**The problem:** Convert the listing, from the line with "Question. Spot each instance of the blurred" up to and including its final line, into a numbered list that skips blank lines and leaves out the pictures.

**Dataset entries:**

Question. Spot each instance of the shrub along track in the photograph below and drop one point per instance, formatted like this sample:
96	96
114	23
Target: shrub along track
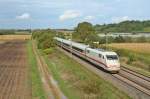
14	78
117	80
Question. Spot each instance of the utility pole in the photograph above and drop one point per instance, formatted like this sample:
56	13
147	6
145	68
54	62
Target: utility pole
71	44
106	41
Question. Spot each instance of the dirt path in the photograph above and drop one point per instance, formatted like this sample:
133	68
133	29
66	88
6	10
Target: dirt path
14	71
49	84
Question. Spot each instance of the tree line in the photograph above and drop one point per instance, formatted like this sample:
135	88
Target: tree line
125	26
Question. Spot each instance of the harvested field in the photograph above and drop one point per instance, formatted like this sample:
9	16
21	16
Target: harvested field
14	78
137	47
15	37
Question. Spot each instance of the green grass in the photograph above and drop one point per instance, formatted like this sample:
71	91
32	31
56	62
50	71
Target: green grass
37	88
77	82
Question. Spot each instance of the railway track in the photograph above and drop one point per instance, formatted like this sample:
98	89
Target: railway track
134	79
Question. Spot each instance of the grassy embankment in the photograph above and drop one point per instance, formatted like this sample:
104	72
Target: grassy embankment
77	82
135	56
37	88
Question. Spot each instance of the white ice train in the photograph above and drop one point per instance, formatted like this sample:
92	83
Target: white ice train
106	59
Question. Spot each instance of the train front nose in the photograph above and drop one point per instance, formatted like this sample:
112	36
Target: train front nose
113	65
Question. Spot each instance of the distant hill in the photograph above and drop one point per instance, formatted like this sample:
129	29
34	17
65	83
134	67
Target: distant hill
125	26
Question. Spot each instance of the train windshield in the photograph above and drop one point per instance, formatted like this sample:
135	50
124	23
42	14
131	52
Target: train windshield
112	57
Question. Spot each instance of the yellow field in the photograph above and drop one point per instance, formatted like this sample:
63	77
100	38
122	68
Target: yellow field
137	47
15	37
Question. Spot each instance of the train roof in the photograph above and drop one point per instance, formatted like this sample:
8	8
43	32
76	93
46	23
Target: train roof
78	45
102	51
83	47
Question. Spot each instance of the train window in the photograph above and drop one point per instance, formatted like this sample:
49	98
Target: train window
103	57
77	49
112	57
88	51
100	55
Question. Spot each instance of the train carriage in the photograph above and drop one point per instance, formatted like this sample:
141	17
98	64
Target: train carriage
106	59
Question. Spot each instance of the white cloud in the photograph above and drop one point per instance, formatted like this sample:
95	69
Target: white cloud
69	14
24	16
89	18
120	19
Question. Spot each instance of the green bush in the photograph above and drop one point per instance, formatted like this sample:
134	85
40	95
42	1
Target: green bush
44	38
48	51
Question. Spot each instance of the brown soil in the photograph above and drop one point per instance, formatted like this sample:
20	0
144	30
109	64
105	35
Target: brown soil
14	78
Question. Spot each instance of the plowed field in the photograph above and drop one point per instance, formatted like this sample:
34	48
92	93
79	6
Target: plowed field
14	71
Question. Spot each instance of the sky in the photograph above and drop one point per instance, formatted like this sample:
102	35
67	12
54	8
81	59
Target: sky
22	14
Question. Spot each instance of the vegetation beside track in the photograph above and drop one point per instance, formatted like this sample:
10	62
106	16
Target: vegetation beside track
134	58
77	82
37	89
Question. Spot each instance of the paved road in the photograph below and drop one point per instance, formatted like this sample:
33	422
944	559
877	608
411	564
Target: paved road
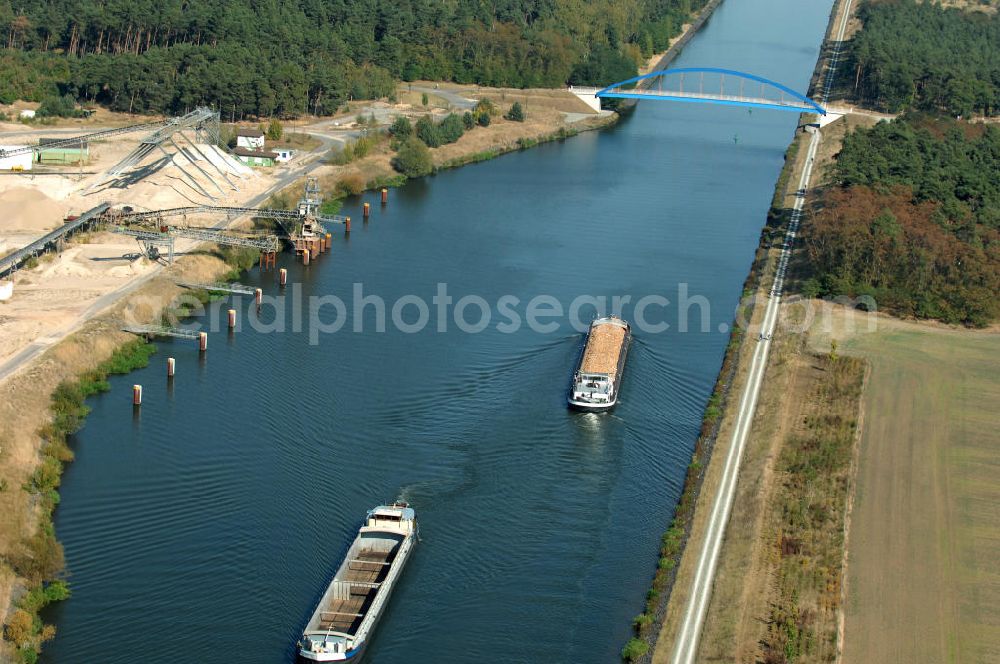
686	646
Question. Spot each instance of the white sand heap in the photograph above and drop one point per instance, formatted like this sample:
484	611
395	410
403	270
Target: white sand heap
215	159
27	208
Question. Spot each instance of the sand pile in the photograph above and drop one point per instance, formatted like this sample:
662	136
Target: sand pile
29	209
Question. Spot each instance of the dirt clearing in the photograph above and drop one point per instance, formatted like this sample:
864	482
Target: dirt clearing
923	581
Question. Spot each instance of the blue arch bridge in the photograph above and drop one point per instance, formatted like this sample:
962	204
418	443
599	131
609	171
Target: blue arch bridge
709	85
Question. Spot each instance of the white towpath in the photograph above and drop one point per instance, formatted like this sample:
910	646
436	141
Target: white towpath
686	646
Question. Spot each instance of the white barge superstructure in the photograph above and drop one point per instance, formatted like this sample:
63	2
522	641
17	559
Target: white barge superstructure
350	608
598	378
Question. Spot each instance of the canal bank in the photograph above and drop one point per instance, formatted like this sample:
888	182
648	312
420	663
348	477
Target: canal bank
554	221
658	628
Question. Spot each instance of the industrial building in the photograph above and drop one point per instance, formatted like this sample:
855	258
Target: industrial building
61	153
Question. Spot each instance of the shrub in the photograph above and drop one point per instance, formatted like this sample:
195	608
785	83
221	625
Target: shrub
516	113
642	622
428	132
401	128
275	130
451	129
20	628
486	107
413	158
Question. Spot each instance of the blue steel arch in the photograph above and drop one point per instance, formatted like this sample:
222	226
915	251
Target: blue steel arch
610	92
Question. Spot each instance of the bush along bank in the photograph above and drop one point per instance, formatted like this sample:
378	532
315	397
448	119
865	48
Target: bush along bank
520	144
40	559
647	624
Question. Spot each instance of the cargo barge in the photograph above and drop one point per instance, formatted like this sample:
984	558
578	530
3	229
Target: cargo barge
598	377
345	617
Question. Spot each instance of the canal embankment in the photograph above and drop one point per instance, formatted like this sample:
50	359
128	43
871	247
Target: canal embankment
40	407
742	579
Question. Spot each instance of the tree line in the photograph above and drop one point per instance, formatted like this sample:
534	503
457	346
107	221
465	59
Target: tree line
912	219
919	55
288	57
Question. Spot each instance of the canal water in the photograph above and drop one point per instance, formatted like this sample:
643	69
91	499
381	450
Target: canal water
206	527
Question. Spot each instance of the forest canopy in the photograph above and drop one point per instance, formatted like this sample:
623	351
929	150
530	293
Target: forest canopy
287	57
913	220
912	55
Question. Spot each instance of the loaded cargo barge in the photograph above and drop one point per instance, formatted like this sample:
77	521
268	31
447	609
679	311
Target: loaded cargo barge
345	617
598	377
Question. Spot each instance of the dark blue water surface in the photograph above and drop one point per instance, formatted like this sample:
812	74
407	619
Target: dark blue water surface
205	528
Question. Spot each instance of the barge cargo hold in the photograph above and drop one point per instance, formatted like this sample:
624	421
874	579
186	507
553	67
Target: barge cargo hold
347	614
598	378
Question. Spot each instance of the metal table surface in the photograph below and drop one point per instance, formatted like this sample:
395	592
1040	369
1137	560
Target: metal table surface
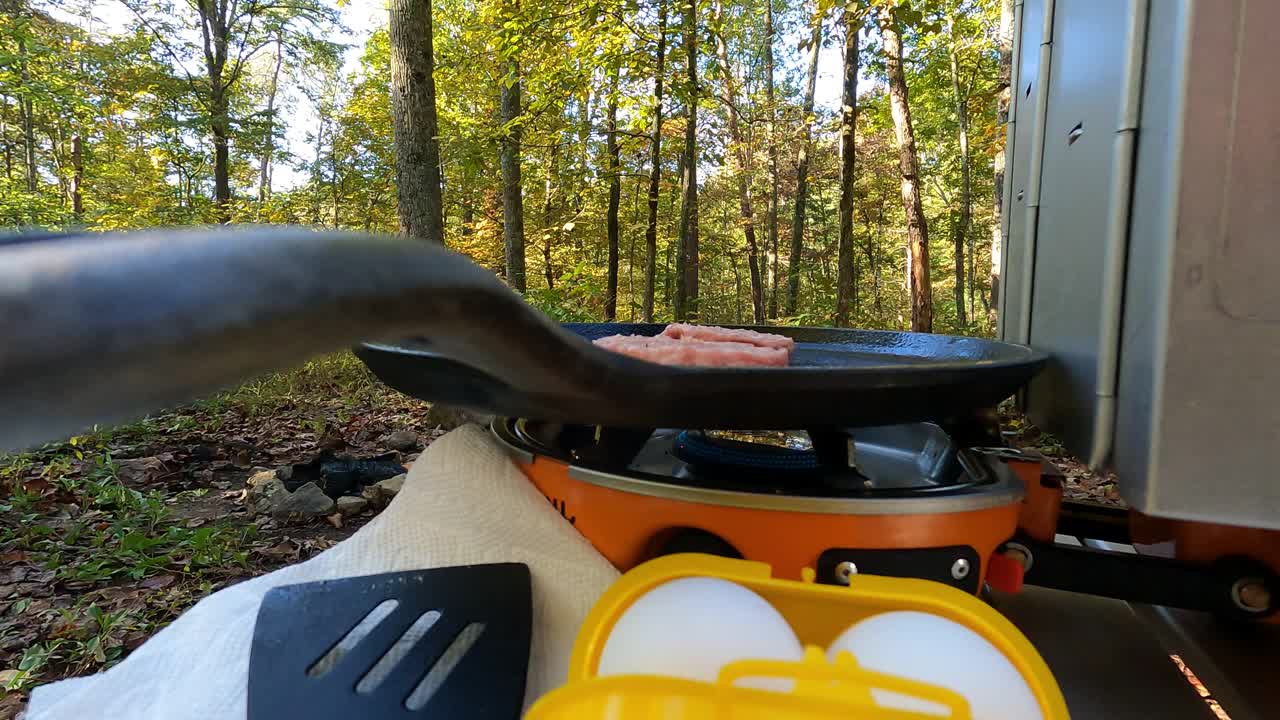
1112	660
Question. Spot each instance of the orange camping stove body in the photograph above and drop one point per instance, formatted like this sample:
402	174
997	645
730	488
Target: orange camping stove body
630	528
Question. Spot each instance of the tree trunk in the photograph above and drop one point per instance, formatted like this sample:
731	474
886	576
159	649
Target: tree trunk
611	223
417	151
772	222
77	178
803	167
264	173
650	233
219	126
28	118
917	227
686	282
1006	63
469	214
512	200
960	229
4	137
845	283
741	154
549	231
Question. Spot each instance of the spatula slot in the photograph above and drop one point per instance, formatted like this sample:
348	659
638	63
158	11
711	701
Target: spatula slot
397	652
439	671
329	660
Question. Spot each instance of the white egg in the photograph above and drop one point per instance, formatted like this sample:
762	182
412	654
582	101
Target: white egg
693	627
926	647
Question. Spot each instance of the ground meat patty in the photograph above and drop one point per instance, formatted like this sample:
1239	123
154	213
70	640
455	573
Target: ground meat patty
686	350
682	331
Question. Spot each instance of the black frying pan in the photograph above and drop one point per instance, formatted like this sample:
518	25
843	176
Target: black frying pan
837	378
100	328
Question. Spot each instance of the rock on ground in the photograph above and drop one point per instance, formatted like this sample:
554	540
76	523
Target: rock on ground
405	441
351	505
304	504
264	492
447	417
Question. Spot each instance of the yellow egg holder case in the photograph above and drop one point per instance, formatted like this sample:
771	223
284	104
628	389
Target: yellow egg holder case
818	614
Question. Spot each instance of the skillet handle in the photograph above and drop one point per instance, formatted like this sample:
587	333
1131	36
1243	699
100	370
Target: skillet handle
100	328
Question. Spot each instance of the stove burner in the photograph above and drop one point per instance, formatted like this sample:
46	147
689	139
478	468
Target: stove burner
713	454
891	461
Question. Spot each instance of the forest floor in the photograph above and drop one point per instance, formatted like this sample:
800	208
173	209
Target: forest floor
108	537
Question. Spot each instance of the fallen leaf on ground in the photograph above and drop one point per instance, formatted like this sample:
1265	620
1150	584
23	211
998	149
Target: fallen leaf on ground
159	582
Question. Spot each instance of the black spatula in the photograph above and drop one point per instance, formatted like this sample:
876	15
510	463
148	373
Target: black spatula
451	642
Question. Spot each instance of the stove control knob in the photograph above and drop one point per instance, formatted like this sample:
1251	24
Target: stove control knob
845	572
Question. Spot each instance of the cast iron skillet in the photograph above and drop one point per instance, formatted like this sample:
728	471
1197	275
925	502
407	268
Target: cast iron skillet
99	328
837	378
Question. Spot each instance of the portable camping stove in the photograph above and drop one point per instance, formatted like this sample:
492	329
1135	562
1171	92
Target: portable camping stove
897	500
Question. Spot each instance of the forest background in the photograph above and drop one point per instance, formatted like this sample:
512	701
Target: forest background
790	162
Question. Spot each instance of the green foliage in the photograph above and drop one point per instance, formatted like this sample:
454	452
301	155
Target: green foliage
138	100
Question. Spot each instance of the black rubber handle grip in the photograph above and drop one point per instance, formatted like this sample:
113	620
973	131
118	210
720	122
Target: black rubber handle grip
99	328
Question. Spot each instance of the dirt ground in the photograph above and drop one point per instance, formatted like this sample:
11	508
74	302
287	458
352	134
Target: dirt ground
108	537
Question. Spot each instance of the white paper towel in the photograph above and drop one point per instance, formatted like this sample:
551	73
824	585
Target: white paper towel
464	502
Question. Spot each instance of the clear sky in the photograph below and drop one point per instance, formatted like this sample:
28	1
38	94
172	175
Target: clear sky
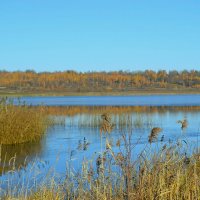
83	35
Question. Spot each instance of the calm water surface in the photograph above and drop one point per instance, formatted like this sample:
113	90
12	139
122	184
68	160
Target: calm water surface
144	100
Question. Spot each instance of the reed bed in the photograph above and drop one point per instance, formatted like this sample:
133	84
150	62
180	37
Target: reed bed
21	123
170	173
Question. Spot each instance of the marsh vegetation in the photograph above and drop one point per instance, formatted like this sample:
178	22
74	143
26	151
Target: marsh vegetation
108	153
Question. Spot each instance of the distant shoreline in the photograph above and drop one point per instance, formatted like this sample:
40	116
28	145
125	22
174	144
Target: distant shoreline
112	93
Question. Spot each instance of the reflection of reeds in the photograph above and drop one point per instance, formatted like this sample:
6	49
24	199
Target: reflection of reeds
14	157
21	123
184	123
154	133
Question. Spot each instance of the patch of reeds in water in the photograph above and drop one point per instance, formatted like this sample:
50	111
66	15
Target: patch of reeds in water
166	174
22	123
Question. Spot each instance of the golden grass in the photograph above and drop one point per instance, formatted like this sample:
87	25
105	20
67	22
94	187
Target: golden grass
21	124
167	174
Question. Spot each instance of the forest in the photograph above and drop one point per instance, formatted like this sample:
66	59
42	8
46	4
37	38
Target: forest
115	81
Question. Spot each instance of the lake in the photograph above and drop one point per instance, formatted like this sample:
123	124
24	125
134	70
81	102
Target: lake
141	100
63	145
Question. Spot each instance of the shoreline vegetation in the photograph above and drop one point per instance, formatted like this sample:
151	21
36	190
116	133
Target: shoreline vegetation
20	124
163	170
17	93
72	83
166	172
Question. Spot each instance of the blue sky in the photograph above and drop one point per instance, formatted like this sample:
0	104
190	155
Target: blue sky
96	35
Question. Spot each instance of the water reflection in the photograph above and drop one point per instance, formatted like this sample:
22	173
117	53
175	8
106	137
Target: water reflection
15	157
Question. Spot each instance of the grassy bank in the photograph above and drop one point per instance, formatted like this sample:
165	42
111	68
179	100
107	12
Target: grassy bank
21	123
155	91
162	170
165	175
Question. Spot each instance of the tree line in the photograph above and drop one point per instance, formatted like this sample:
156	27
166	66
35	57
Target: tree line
73	81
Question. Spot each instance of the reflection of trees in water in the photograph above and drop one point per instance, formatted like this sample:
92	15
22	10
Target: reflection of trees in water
14	157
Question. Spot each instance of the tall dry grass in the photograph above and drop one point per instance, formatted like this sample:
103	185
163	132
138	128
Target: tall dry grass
22	123
170	173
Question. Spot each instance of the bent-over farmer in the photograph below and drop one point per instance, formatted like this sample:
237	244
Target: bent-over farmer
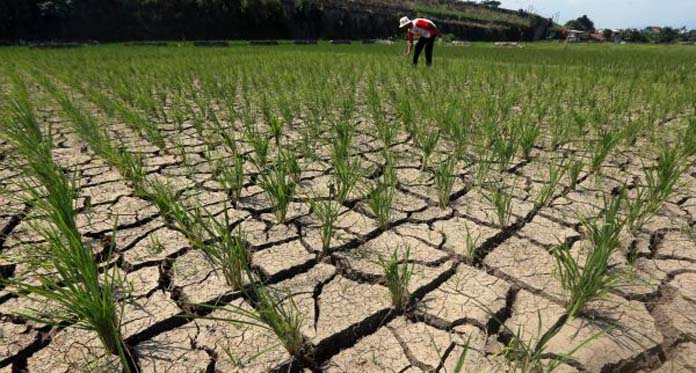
426	31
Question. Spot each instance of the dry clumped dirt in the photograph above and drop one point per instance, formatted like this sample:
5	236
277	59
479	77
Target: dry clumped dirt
459	302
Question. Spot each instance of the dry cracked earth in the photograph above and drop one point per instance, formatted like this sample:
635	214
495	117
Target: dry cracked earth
457	300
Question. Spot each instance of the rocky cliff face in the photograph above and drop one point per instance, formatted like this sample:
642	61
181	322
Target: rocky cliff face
108	20
374	19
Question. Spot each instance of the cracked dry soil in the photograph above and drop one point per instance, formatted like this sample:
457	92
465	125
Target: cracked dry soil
458	302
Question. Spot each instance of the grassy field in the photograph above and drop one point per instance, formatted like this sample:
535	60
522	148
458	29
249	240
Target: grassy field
333	208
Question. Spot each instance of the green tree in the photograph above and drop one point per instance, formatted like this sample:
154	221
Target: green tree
666	35
583	23
491	3
606	34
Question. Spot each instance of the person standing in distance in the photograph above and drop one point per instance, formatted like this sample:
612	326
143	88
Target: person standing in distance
426	31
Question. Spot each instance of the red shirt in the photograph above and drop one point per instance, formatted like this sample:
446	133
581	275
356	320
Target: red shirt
423	28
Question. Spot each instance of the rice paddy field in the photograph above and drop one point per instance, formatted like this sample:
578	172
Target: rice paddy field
330	208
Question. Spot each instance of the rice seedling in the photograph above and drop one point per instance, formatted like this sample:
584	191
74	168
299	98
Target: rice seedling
225	250
279	311
381	197
502	203
276	125
529	134
603	145
659	184
444	180
279	183
592	279
327	213
347	170
231	177
556	172
260	144
397	276
273	310
380	200
72	284
689	139
426	140
574	170
471	242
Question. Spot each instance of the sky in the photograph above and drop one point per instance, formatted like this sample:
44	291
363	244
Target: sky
615	13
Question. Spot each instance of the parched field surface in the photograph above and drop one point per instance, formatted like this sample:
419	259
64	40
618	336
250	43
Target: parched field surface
543	200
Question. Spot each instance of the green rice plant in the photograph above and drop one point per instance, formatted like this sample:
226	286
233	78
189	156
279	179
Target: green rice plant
279	182
659	184
131	167
504	147
444	180
347	171
260	144
276	125
426	140
397	276
280	313
275	311
574	170
483	166
471	242
529	134
606	141
230	177
84	124
689	139
380	200
502	202
225	250
592	279
556	172
327	212
71	283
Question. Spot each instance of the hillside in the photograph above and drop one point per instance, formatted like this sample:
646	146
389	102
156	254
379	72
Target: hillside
108	20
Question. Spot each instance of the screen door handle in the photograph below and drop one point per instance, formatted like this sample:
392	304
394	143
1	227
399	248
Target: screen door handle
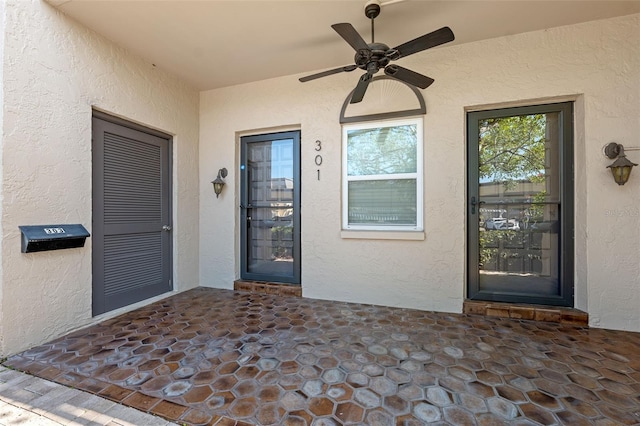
475	203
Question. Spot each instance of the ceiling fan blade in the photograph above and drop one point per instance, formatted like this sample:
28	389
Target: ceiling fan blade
347	68
360	89
408	76
427	41
351	36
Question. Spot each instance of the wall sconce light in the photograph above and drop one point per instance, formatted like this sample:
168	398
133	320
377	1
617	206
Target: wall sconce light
218	183
621	168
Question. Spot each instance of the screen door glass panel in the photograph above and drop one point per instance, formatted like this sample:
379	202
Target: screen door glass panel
270	208
519	204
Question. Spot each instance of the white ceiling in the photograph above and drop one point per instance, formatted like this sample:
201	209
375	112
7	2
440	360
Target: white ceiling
215	43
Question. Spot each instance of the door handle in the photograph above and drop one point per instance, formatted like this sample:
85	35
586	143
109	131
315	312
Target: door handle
475	203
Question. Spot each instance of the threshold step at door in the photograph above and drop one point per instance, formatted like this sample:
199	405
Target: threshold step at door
279	289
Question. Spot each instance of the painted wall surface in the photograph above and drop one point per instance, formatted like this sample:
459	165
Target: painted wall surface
597	64
54	72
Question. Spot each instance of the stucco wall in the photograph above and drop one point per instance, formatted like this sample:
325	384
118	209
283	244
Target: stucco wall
55	71
597	64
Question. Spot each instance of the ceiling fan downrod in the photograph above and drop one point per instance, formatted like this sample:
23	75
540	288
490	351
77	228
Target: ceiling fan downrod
371	11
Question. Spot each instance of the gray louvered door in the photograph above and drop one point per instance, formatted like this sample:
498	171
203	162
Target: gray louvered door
131	214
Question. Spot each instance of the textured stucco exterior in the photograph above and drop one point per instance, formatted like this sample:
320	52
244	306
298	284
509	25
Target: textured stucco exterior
595	64
54	72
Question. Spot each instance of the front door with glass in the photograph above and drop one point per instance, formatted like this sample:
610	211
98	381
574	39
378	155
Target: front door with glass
270	207
520	200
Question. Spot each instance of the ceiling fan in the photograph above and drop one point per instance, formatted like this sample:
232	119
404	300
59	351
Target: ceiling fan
372	57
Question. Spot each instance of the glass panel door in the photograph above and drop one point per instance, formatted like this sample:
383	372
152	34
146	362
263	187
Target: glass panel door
520	205
270	207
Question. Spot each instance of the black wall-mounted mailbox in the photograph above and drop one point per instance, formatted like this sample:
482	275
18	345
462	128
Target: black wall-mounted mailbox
52	237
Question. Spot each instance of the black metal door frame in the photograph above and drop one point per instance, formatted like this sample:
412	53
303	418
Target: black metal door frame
566	233
246	208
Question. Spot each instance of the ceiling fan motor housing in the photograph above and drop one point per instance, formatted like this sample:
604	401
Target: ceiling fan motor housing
372	9
376	54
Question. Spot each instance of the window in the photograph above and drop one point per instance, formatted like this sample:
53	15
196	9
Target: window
382	176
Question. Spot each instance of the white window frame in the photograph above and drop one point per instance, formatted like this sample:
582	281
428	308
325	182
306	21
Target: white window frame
418	176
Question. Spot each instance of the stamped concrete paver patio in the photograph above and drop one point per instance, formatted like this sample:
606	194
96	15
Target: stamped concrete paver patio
209	356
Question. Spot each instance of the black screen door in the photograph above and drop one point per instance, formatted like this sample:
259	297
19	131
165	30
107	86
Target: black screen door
131	213
270	207
520	201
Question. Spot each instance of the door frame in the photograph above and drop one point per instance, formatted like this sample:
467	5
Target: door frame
244	208
100	306
566	205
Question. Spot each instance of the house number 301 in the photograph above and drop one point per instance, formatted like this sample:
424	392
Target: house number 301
318	159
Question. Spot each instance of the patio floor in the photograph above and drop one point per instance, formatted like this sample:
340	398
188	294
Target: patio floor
211	356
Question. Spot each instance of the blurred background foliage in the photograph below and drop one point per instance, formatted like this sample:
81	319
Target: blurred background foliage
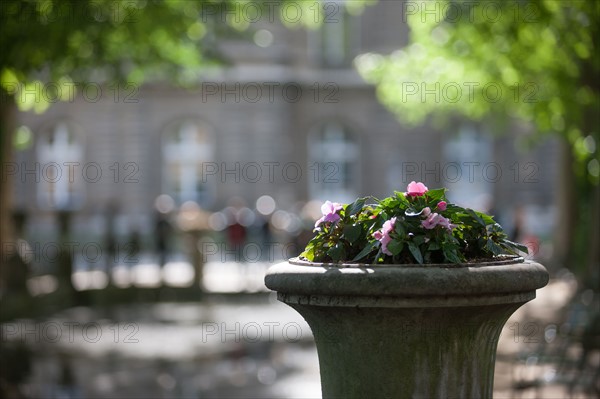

**Finished task:**
1. Question. Spot each instance of the blurred background foliage in the photograph below and drop one point per instance, formatted like this sample:
2. 81	319
3. Target: blurred background foliage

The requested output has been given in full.